** Written request **
Can you set out every line of the records below as a numbered list, leaving out any blank lines?
** start **
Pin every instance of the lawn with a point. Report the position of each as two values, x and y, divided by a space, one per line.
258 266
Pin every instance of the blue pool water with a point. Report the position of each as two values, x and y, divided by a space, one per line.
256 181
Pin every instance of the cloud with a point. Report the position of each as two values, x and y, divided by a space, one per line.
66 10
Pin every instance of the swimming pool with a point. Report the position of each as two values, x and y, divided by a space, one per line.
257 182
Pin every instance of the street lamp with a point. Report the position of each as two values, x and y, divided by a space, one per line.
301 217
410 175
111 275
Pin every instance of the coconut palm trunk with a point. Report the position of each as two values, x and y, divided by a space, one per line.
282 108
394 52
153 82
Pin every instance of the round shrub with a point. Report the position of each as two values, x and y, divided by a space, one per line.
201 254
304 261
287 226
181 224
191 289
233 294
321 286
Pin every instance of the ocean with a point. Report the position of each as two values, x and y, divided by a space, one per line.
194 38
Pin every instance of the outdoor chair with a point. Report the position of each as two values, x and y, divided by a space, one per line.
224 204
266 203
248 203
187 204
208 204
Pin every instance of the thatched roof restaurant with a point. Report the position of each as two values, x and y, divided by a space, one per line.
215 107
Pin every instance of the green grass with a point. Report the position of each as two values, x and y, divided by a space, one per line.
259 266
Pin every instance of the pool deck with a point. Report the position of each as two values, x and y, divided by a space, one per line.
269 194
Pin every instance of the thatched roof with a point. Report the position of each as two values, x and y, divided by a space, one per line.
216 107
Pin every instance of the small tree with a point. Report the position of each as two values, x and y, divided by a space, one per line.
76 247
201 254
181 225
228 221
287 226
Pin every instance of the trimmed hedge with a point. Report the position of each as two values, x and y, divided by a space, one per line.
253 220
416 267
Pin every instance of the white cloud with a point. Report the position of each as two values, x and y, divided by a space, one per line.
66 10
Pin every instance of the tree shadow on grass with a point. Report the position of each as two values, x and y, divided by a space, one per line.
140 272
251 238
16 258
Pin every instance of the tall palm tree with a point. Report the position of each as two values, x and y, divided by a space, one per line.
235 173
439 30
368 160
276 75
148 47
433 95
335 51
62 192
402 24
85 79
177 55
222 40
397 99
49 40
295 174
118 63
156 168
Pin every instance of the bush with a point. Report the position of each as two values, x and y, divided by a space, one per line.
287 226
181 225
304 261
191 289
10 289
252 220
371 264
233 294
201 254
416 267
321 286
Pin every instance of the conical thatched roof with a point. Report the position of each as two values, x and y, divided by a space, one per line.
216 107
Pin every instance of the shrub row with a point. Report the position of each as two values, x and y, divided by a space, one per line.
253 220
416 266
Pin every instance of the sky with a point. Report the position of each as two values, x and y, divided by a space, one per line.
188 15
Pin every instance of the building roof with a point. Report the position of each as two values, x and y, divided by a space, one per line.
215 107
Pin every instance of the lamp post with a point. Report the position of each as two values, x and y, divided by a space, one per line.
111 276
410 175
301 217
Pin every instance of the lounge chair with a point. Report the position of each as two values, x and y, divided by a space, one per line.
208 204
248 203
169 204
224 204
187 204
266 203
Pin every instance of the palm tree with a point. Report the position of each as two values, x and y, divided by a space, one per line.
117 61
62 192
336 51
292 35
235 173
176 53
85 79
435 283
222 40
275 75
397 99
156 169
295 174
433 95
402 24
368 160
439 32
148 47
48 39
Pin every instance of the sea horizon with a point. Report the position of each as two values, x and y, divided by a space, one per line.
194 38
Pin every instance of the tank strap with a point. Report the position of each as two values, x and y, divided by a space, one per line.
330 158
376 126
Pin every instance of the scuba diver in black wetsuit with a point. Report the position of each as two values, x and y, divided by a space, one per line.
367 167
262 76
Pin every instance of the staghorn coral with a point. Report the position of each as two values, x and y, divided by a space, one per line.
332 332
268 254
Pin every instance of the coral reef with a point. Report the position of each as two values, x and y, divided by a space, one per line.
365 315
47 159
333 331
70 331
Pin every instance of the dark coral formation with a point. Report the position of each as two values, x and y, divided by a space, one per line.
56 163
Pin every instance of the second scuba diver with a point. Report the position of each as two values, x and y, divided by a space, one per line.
** end **
** Right answer **
1. Pin every instance of the lawn with a point. Report the position of each as two values, x and y, divided by a space, one per line.
2. 258 266
3. Pin every instance of the blue pool water with a point. Report the position of each as two values, x and y, divided by a space, one per line.
4. 256 181
5. Pin every instance of the cloud with a point. Report the position of each as two values, x and y, divided by a space, one per line.
6. 66 10
7. Pin every instance of the swimming pool with a point. Report the position of each as two values, x and y, divided by a space, one per line.
8. 257 182
9. Pin every instance of the street lamp with a point. Report the position of each as two values, x and y, divided by a space, one per line.
10. 301 217
11. 410 175
12. 111 275
13. Pin every instance of the coconut palm trunk with a point. Report the position of each as two values, x and y, divided by a space, one per line.
14. 282 108
15. 394 52
16. 153 82
17. Pin every instance of the round shrub with a point. Report the position of each as two values, x and y, divided by a space, one per line.
18. 201 254
19. 304 261
20. 287 226
21. 181 224
22. 191 289
23. 233 294
24. 321 286
25. Pin every instance of the ocean with a point. Report the position of each as two values, x and y, divided by a space, one per line.
26. 194 38
27. Pin every instance of the outdoor chair with a point. Report the position of each as two values, x and y, divided by a space, one per line.
28. 224 204
29. 266 203
30. 248 203
31. 187 204
32. 208 204
33. Pin every instance of the thatched roof restaurant with a point. Report the position of each as two values, x and y, divided by a space, one per line.
34. 215 107
35. Pin every instance of the green grass with a point. Report the position of each as two values, x and y, divided by a space, one per line.
36. 259 266
37. Pin every instance of the pool deck with a point. Report the position of each as two values, x and y, divided by a space, one per line.
38. 269 194
39. Pin every instance of the thatched roof with a point. Report the position of each as two values, x and y, divided by a space, one per line.
40. 216 107
41. Pin every instance of the small tree with a point. Report the position of each as two values, x and y, divided by a space, one per line.
42. 76 247
43. 201 254
44. 181 225
45. 228 221
46. 287 226
47. Pin every instance of the trimmed hedge with a point. Report the position of each as two values, x and y, divided by a space, one per line.
48. 253 220
49. 416 267
50. Pin every instance of the white cloud with a point. Report the position of each as two values, x and y, divided by a space, one per line.
51. 66 10
52. Pin every instance of the tree shadow on grass with a point. Report the position of each as two values, x and y, divided by a space, one per line.
53. 140 272
54. 251 238
55. 16 258
56. Pin every instance of the tall palm tree with a point. Report the position of each as two values, x and y, divided by a space, one per line.
57. 235 173
58. 439 30
59. 368 160
60. 276 75
61. 148 47
62. 433 95
63. 335 51
64. 62 192
65. 402 24
66. 85 79
67. 177 55
68. 222 40
69. 397 99
70. 49 40
71. 295 174
72. 118 63
73. 156 168
74. Pin every instance of the bush with a point. Report the position of each as two values, x and y, divided by a space, one per line.
75. 287 226
76. 181 225
77. 304 261
78. 191 289
79. 10 289
80. 252 220
81. 371 264
82. 233 294
83. 201 254
84. 416 267
85. 321 286
86. Pin every instance of the conical thatched roof with a point. Report the position of each as two values, x and y, divided by a space, one per line.
87. 216 107
88. Pin every instance of the shrub row with a point. Report the position of each as two values, x and y, divided by a space, one per line.
89. 253 220
90. 416 266
91. Pin every instance of the sky with a point. Report the position of each as two values, x and y, divided by a space, one per line.
92. 188 15
93. Pin every instance of the building roof with a point. Report the position of each as two values, x and y, divided by a space, one per line.
94. 215 107
95. Pin every instance of the lamp post with a point. Report the position of each as two values, x and y, divided by a space, one per line.
96. 111 276
97. 410 175
98. 301 217
99. Pin every instance of the lounge chair with a point. Report the position of each as two values, x and y, divided by a space, one per line.
100. 208 204
101. 248 203
102. 169 204
103. 224 204
104. 187 204
105. 266 203
106. Pin every instance of the palm tree with a point. Report the position of each as two values, x and y, divided by a space, one per line.
107. 117 61
108. 62 192
109. 336 51
110. 292 35
111. 235 173
112. 176 53
113. 85 79
114. 435 283
115. 222 40
116. 275 75
117. 397 99
118. 156 169
119. 295 174
120. 433 95
121. 402 24
122. 368 160
123. 439 32
124. 148 47
125. 48 39
126. Pin every instance of the sea horizon with a point. Report the position of each as two values, x and y, divided by a space, one per line.
127. 194 38
128. Pin every instance of the tank strap with a point. Report the position of each as two values, x and y, divided by a space, one per line.
129. 330 158
130. 376 126
131. Pin every instance of the scuba diver in black wetsuit with a point. Report the position of each as two values, x and y, divided by a space, one per line.
132. 367 167
133. 262 76
134. Pin every instance of the staghorn coral with a point. Report the position of each as two values, x and y, divided by a space, one per line.
135. 332 332
136. 268 254
137. Pin every instance of the coral reef with a point. Report the position of each as two values, x and y, divided by a space, one per line.
138. 365 315
139. 47 159
140. 333 331
141. 70 331
142. Pin every instance of the dark coral formation with a point. Report the position of each as two values, x and y, divided by a space, one per line.
143. 56 163
144. Pin every instance of the second scuba diver with a point. Report the position of each as two values, x and y, divided by a space, one per line.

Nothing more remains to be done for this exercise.